*SUPPLIED MATERIAL*
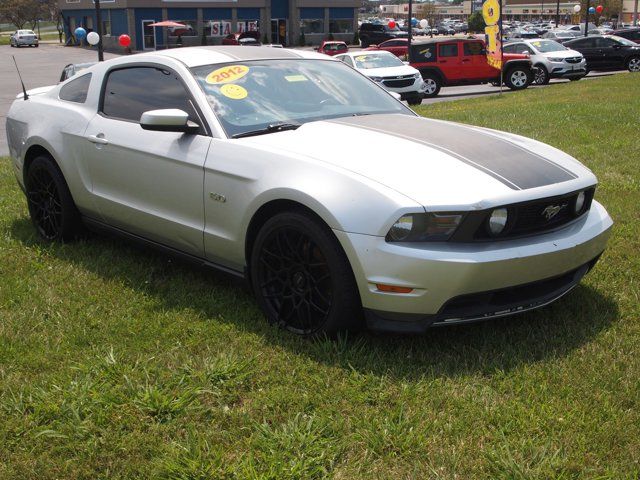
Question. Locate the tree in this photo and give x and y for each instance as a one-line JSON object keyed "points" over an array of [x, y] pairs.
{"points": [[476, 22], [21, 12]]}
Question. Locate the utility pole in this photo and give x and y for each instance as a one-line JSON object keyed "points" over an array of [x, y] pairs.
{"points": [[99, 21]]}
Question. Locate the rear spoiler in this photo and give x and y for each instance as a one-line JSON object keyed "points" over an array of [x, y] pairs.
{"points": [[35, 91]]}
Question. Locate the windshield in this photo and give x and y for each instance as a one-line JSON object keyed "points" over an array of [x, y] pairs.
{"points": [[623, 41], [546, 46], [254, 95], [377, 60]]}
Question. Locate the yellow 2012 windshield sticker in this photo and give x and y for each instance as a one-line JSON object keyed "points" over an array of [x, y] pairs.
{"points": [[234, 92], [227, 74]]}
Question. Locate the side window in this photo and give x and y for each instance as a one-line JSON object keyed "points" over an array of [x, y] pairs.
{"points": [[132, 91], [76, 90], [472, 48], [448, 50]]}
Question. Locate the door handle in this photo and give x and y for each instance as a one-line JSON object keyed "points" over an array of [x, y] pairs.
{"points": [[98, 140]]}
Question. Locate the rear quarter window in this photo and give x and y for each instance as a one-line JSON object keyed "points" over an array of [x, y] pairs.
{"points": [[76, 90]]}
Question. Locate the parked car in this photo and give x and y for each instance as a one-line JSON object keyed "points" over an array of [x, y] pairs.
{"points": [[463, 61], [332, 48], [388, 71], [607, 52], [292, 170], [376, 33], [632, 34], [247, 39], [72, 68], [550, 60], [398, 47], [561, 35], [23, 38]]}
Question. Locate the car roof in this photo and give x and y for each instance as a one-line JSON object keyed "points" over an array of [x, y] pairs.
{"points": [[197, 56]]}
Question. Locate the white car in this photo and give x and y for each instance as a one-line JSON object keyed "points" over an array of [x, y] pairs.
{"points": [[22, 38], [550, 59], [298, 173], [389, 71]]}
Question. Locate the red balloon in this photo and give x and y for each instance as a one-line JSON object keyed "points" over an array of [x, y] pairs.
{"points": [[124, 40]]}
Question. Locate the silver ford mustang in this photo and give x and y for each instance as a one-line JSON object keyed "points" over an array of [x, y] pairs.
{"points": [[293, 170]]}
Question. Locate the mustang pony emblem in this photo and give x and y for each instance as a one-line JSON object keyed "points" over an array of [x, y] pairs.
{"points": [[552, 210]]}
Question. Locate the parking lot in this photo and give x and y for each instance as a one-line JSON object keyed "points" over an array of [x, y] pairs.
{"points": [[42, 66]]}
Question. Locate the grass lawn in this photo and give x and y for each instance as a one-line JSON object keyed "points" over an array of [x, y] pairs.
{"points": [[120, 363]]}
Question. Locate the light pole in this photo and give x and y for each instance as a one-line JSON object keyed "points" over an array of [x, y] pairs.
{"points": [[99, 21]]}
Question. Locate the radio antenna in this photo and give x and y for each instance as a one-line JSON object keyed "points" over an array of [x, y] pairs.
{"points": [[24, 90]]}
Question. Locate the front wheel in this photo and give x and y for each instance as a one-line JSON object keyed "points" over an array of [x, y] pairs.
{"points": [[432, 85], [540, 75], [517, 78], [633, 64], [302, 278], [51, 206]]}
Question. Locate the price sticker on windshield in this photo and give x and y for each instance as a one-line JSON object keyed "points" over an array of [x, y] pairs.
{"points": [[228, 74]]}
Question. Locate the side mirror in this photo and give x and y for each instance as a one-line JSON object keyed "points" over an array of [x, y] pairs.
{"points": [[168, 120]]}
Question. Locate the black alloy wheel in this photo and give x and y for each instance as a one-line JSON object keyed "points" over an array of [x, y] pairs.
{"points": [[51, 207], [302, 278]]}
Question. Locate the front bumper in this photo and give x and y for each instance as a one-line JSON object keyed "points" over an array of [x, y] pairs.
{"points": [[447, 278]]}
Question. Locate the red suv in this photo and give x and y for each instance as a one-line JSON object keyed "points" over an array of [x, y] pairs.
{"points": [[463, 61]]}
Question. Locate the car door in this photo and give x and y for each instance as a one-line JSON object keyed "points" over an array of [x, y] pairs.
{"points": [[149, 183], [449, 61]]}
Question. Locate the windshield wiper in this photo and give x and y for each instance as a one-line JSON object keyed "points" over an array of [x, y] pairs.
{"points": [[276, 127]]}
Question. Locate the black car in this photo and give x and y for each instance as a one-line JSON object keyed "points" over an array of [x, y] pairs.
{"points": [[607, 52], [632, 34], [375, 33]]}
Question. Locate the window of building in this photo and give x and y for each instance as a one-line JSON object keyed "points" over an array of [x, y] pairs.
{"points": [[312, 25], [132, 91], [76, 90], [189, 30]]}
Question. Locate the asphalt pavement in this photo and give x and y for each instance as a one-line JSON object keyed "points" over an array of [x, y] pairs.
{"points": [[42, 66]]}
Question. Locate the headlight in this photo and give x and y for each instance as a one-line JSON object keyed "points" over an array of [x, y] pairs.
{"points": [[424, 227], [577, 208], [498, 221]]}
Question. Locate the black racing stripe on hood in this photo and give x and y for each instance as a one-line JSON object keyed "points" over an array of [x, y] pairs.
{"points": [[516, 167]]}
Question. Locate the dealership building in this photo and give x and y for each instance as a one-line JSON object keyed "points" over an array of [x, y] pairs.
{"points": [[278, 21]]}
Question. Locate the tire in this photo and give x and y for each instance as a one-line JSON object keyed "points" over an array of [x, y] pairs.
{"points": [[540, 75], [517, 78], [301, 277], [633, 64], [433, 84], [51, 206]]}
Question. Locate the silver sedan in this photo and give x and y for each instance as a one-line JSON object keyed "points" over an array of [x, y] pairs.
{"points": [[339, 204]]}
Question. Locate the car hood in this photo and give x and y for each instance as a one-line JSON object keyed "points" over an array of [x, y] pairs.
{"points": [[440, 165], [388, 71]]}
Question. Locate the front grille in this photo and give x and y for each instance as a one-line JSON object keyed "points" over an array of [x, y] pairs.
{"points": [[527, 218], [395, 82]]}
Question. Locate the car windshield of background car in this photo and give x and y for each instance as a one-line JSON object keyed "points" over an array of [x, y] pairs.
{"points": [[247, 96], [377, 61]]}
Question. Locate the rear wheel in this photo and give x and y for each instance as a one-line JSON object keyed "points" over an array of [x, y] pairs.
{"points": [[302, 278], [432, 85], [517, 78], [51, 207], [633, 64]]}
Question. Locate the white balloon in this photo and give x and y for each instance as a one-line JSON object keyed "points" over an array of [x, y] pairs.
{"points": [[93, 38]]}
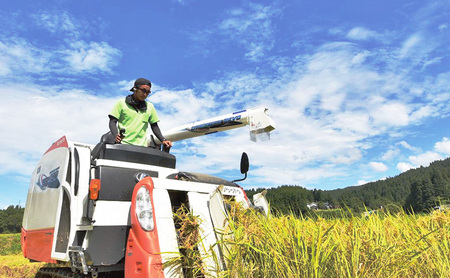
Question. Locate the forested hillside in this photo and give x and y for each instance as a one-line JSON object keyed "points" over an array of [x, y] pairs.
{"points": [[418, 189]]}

*THE PROBLEM*
Retype the part of the material that opens with the line containing "Question. Locate the headlight" and closes with the last line of the material, both included. Leave the picture out of your copy.

*EXERCISE OUTPUT*
Question. Locate the headlight in this photo and give x and y for each instance as a one-line JSON object keyed "points" over an array of [x, y] pairs.
{"points": [[424, 227], [577, 208], [498, 221]]}
Question. Locate the black racing stripe on hood in this photo and give x and y for each instance as a one-line JSON object keyed "points" over an array of [x, y] pairs.
{"points": [[516, 167]]}
Question. Locate the dealership building in this photo and give x and y for each instance as a one-line JSON object keyed "points" over an array of [x, y] pairs.
{"points": [[278, 21]]}
Question. Locate the tire in this photo and give x and y for each instance as a one-line JSON object keyed "points" over an array of [x, y] pairs.
{"points": [[540, 75], [517, 78], [301, 277], [633, 64], [433, 84], [51, 206]]}
Question. Locate the silver sedan in this photo and give x and y for each instance as a one-line JSON object keyed "points" over an array of [x, y] pairs.
{"points": [[339, 204]]}
Question. Locate the car hood in this photo and give x and y for each instance as a one-line JSON object keyed "points" over an array of [x, y] pairs.
{"points": [[440, 165], [388, 71]]}
Question. Locate the front grille in this photo and give x and y for each instance as a one-line JSON object keyed "points" over an array of [x, y] pairs.
{"points": [[527, 218], [395, 82]]}
Question. Locate the car windshield of background car in this photo and give x and y for each instance as a one-line JSON object keyed "points" over an array of [x, y] pairs.
{"points": [[247, 96], [377, 61]]}
Question. Locate the rear wheel in this photo and give x and y for each instance as a one-line JSON object keyed "points" over an array of [x, y] pairs.
{"points": [[302, 278], [432, 85], [517, 78], [51, 207], [633, 64]]}
Question. Locate the white balloon in this photo and give x and y for each instance as a one-line JSON object keyed "points" over an array of [x, y] pairs.
{"points": [[93, 38]]}
Question. Locate the forested hillside in this photo and give x and y for each instance as a one-line JSON object keyed "points" over an array of [x, y] pairs.
{"points": [[418, 189]]}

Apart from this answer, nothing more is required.